Write out everything in the article below on what the human eye does after death, from "Given that these" down to "more ambitious innovations.", keeping the wording unchanged.

■ Excerpt to read:
%%

Scientists Were Surprised By What The Human Eye Does After Death

There are a few standout elements to Frankenstein's monster that rely heavily on the fiction side of science fiction. One of those being that Frankenstein's monster possesses a revived brain and is perfectly able to use said brain in interpreting visual cues. See, even if Dr. Frankenstein had found a beautifully preserved brain and wonderfully intact eyes, it would have been impossible to bring those dead parts back to life. Or so it was commonly thought. More recently, researchers have been able to facilitate light signaling in the postmortem retinas. Is this the start of reviving dead nervous tissue?

A paper published in Nature in 2022, displayed a fascinating challenge to the commonly established theory that the death of brain cells is completely irreversible. The retina is a unique outgrowth of the central nervous system, composed of rods and cones which translate light information into the brain's language: electricity. Examining human eyes provided through organ donation, the authors found that these photoreceptors continued to respond to light for as long as five hours after the patient had passed.

Although this in itself was fascinating, the authors noticed that these photoreceptors were not effectively transmitting this information to bipolar cells. These cells essentially interpret information from the photoreceptors in the outer retina and translate it for cells in the inner retina, acting as vital intermediaries in conveying visual cues. So, these researchers examined the activity of retinal cells in mice via electroretinogram (ERG) immediately following death . They found that photoreceptors continued emitting activity far longer than bipolar cells.

The next question was why are these bipolar cells losing all activity so quickly after death? To investigate this, the authors altered the environment of these cells to mimic certain typical physiological elements. They found that deoxygenation was a rapid driver of bipolar cell inactivity. Thus, they designed a system that could maintain oxygenation while human organ donor eyes were transported. Using this system, they were able to record electrical activity through ERG that was indicative of bipolar cell activation. This marked the first time that such activity had been recorded from the postmortem human retina.

Given that these photoreceptors are specialized sensory neurons, the authors approached the retina as a model for the greater central nervous system, suggesting that similar techniques could be implemented to investigate postmortem neuronal activity elsewhere. However, while this is very promising and innovative work, there are still many steps before these active cells can effectively communicate among each other and lead to more ambitious innovations.

%%

■ Given entries:
%%

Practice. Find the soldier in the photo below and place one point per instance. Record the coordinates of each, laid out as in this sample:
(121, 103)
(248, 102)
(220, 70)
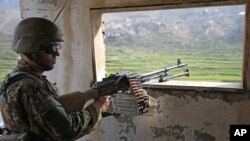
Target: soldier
(29, 102)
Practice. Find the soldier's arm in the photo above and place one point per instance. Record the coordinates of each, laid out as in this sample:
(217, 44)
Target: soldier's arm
(49, 115)
(75, 101)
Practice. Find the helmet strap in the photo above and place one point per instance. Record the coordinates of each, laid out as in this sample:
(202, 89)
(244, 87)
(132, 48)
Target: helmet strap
(38, 69)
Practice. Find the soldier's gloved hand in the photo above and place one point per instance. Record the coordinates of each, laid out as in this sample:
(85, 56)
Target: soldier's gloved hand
(102, 103)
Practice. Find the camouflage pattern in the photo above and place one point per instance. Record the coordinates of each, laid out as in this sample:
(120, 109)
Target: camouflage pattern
(30, 105)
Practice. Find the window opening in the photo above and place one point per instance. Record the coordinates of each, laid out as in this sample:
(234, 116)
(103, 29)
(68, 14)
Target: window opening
(209, 39)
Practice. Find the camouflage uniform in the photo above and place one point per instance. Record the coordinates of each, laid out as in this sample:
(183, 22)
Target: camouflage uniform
(31, 105)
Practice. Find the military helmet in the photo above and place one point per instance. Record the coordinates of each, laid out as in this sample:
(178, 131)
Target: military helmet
(32, 32)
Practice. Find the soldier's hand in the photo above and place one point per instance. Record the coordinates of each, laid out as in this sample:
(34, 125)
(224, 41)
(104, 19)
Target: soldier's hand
(102, 103)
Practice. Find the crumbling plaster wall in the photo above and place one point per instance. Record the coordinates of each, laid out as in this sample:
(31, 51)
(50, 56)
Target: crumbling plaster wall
(176, 115)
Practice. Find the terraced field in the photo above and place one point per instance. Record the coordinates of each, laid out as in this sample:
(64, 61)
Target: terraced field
(212, 65)
(221, 64)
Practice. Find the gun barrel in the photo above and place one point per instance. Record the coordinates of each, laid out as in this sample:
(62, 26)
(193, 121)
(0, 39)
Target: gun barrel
(174, 76)
(165, 70)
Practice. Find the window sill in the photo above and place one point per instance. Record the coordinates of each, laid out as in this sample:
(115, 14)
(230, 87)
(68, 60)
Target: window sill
(215, 86)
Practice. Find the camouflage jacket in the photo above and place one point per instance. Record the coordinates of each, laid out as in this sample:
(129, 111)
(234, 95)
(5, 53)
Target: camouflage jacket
(29, 104)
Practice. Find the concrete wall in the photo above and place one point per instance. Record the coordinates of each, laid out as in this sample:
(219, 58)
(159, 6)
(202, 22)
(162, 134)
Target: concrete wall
(176, 115)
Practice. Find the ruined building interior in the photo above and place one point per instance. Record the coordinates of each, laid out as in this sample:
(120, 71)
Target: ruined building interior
(190, 112)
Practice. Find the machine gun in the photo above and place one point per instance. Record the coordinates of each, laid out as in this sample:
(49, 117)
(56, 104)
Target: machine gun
(127, 83)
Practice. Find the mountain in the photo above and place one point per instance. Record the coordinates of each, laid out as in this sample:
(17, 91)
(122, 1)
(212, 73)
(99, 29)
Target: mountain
(177, 27)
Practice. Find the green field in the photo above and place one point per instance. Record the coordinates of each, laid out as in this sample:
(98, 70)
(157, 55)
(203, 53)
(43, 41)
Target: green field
(223, 64)
(218, 64)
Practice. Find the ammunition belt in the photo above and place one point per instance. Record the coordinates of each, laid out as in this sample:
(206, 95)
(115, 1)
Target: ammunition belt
(141, 96)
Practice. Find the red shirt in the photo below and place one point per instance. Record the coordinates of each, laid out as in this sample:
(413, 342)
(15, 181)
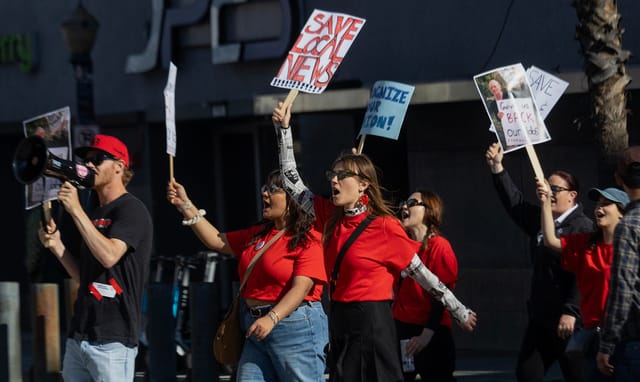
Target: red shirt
(272, 275)
(373, 263)
(413, 304)
(592, 266)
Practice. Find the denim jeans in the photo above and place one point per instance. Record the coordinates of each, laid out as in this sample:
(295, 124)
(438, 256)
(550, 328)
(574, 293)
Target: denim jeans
(626, 362)
(87, 361)
(293, 351)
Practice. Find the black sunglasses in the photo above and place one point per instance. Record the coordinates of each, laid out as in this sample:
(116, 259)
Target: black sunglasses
(555, 189)
(270, 189)
(411, 203)
(98, 158)
(342, 174)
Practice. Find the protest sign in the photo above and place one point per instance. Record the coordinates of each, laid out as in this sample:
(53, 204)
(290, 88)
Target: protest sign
(169, 109)
(322, 45)
(54, 128)
(511, 107)
(509, 102)
(387, 107)
(170, 115)
(546, 90)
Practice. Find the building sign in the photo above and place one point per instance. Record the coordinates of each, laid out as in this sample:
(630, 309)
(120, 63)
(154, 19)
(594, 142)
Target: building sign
(18, 48)
(164, 21)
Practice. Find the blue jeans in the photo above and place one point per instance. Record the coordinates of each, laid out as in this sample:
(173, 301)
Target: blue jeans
(293, 351)
(88, 361)
(626, 362)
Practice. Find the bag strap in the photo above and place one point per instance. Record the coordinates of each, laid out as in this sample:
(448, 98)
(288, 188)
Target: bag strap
(343, 250)
(256, 258)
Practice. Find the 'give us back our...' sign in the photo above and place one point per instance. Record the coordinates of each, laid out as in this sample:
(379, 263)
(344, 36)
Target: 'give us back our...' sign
(318, 51)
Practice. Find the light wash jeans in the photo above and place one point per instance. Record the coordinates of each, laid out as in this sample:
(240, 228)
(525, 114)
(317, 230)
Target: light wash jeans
(626, 362)
(87, 361)
(293, 351)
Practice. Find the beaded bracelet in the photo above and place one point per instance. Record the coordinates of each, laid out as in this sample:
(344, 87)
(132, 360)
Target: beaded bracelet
(185, 206)
(195, 219)
(272, 315)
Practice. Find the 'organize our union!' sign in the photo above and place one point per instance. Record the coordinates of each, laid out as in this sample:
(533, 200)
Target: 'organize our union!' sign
(318, 51)
(386, 110)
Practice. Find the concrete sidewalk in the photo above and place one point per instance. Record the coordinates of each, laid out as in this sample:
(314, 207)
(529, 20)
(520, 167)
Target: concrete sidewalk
(472, 367)
(493, 367)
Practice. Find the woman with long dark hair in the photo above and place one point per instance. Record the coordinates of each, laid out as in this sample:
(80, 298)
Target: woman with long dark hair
(420, 318)
(285, 324)
(362, 334)
(589, 256)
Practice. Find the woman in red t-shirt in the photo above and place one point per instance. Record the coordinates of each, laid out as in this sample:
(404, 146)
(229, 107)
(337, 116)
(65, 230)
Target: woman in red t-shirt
(589, 256)
(284, 320)
(420, 318)
(363, 339)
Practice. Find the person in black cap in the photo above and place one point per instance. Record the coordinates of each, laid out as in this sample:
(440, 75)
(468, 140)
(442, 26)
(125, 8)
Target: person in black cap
(619, 352)
(553, 299)
(589, 256)
(111, 268)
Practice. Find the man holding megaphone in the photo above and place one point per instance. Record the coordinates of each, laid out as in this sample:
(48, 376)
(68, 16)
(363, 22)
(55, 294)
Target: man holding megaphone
(112, 266)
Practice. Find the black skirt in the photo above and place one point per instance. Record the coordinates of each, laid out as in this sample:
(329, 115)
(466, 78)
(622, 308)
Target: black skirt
(363, 343)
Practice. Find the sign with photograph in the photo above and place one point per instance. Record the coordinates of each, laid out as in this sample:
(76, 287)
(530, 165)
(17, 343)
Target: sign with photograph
(386, 110)
(511, 107)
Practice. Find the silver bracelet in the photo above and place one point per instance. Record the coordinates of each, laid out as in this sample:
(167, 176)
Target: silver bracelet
(272, 315)
(195, 219)
(185, 206)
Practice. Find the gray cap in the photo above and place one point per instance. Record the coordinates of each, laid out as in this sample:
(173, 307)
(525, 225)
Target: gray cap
(616, 195)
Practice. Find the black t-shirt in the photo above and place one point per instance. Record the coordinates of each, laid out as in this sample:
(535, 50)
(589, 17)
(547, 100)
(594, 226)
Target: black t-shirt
(116, 319)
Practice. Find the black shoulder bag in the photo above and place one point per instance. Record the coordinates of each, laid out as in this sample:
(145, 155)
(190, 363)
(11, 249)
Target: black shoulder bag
(343, 250)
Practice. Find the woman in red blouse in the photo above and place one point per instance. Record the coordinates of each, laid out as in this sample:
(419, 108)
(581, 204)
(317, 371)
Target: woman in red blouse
(362, 334)
(286, 327)
(419, 317)
(589, 256)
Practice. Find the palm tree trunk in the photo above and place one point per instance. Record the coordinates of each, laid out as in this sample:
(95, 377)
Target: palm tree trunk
(600, 37)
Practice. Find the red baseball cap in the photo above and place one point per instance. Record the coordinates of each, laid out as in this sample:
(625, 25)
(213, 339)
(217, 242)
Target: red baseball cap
(107, 143)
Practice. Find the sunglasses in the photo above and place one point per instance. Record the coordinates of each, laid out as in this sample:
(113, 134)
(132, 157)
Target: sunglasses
(270, 189)
(555, 189)
(342, 174)
(411, 203)
(98, 158)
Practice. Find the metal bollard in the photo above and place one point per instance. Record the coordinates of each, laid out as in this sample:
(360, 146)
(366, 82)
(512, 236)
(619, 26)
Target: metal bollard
(10, 320)
(46, 336)
(204, 312)
(160, 329)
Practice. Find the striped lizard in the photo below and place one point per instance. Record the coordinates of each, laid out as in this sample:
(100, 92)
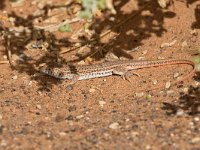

%%

■ Task result:
Given that these photoreceptors are specialized sensory neurons, the authors approached the retina as a model for the greater central nervous system, suggesting that similar techniques could be implemented to investigate postmortem neuronal activity elsewhere. However, while this is very promising and innovative work, there are still many steps before these active cells can effectively communicate among each other and lead to more ambitious innovations.